_DIRECTIONS:_ Rewrite the lines below with "top-left corner" changed to "upper-left corner" everywhere it appears, leaving everything else as it is. Omit the pictures from your answer.

_INPUT ROWS:_
--

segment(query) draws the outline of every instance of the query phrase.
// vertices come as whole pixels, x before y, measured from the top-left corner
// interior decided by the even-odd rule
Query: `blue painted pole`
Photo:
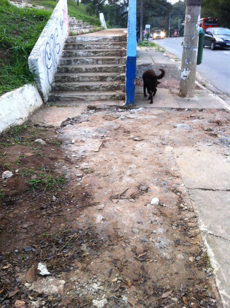
[[[129,0],[126,80],[125,104],[127,106],[135,104],[136,58],[136,0]]]

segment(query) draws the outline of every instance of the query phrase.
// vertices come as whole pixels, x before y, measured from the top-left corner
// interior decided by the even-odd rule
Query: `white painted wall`
[[[28,59],[30,70],[39,74],[38,87],[46,102],[68,34],[67,0],[59,0]]]
[[[11,125],[22,124],[43,102],[37,89],[32,84],[0,96],[0,133]]]
[[[101,25],[102,26],[104,27],[105,29],[107,29],[107,27],[106,26],[105,18],[104,17],[104,14],[103,13],[100,13],[100,21],[101,22]]]

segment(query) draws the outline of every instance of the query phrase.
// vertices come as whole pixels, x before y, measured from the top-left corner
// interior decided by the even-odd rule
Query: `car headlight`
[[[222,38],[214,38],[216,42],[224,42],[224,40]]]

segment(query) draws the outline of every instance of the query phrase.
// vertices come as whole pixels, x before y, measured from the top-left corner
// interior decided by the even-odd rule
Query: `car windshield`
[[[215,35],[230,35],[230,30],[227,28],[219,28],[213,29]]]

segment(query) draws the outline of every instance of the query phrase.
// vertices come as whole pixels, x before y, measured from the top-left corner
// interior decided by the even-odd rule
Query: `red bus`
[[[218,18],[201,18],[200,20],[200,26],[203,28],[204,31],[207,28],[214,28],[219,26],[219,20]]]

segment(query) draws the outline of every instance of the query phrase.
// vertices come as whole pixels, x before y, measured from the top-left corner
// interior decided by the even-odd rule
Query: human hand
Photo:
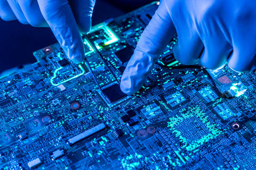
[[[175,58],[210,69],[255,71],[256,8],[253,0],[162,0],[123,74],[125,94],[137,91],[175,33]]]
[[[70,60],[80,63],[84,49],[79,30],[88,32],[95,0],[1,0],[0,16],[36,27],[50,26]]]

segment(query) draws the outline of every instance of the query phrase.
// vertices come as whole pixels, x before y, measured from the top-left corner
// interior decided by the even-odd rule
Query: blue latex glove
[[[217,69],[228,61],[235,71],[254,71],[255,28],[254,0],[162,0],[124,72],[121,89],[131,95],[140,89],[175,32],[174,54],[183,64]]]
[[[34,27],[50,26],[67,55],[78,64],[84,59],[79,30],[84,33],[90,31],[94,3],[95,0],[0,0],[0,16]]]

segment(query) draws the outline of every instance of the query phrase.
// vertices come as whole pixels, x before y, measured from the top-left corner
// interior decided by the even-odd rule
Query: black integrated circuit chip
[[[124,63],[130,60],[133,54],[134,50],[133,47],[127,46],[126,47],[115,52],[115,54],[122,63]]]
[[[116,101],[127,96],[121,91],[120,87],[116,83],[103,89],[102,91],[110,103]]]
[[[60,64],[60,66],[62,67],[69,64],[69,62],[66,58],[60,60],[58,62],[59,64]]]

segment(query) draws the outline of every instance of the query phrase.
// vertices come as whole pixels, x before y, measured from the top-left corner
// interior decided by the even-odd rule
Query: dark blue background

--

_TASK ANSWER:_
segment(query) draws the outline of every instance of the query phrase.
// vertices come as whole pixels, x before y, measured from the upper-left corner
// interior decided by the even-odd rule
Query: `blue painted pole`
Photo:
[[[129,0],[126,80],[125,104],[127,106],[135,104],[136,58],[136,0]]]

segment(query) draws the outline of every instance of the query phrase.
// vertices come as whole pixels, x before y, measured from the upper-left corner
// interior decided by the even-odd rule
Query: `white painted wall`
[[[28,59],[30,70],[39,74],[38,87],[46,102],[68,34],[67,0],[59,0]]]
[[[11,125],[22,124],[43,102],[37,89],[32,84],[0,96],[0,133]]]
[[[101,25],[102,26],[104,27],[105,29],[107,29],[107,27],[106,26],[105,18],[104,17],[104,14],[103,13],[100,13],[100,21],[101,22]]]

segment(query) draws the outline of every instance of the query phrase.
// vertices come as whole pixels, x before y, measured from the upper-left corner
// interior decided by the even-odd rule
Query: `car headlight`
[[[222,38],[214,38],[216,42],[224,42],[224,40]]]

segment(query) draws the outline of every instance of the query phrase.
// vertices come as whole pixels, x before y, measured from the upper-left corner
// interior decided by the even-odd rule
Query: `car windshield`
[[[215,35],[230,35],[230,30],[227,28],[219,28],[213,29]]]

segment(query) draws the outline of every instance of the query phrase.
// vertices come as whole pixels, x before y, measured from the upper-left corner
// interior decided by the even-odd rule
Query: `red bus`
[[[218,18],[201,18],[200,20],[200,26],[203,28],[204,31],[207,28],[214,28],[219,26],[219,20]]]

segment(query) draws the outline of every instance of the query phrase.
// vertices come as whole pixels, x before y, measured from the upper-left corner
// interior decided by the even-odd rule
Query: human hand
Photo:
[[[175,58],[210,69],[255,71],[256,8],[253,0],[162,0],[123,74],[125,94],[137,91],[175,33]]]
[[[70,60],[80,63],[84,49],[79,30],[88,32],[95,0],[1,0],[0,16],[36,27],[50,26]]]

segment(query) draws the outline of every instance of the query phrase.
// vertices come as whole pixels, x before y, measured from the upper-left corner
// interior decided by the even-odd rule
Query: blue latex glove
[[[217,69],[228,61],[235,71],[254,71],[255,28],[254,0],[162,0],[124,72],[121,89],[131,95],[140,89],[175,32],[174,54],[183,64]]]
[[[34,27],[50,26],[67,55],[78,64],[84,59],[79,30],[84,33],[90,31],[94,3],[95,0],[0,0],[0,16]]]

segment(query) draws the outline of every instance of the query phrase.
// vertices come as whole pixels, x before y, measured from the upper-left corner
// interior decided by the even-odd rule
Query: black integrated circuit chip
[[[124,63],[130,60],[133,54],[134,50],[133,47],[127,46],[126,47],[115,52],[115,54],[122,63]]]
[[[116,101],[127,96],[121,91],[120,87],[116,83],[103,89],[102,91],[110,103]]]
[[[60,64],[60,66],[62,67],[69,64],[69,62],[66,58],[60,60],[58,62],[59,64]]]

segment(query) draws the outline of every instance of the query phrase.
// vertices come as whole pixels, x before y, measured from the upper-left corner
// interior decided by the even-odd rule
Query: dark blue background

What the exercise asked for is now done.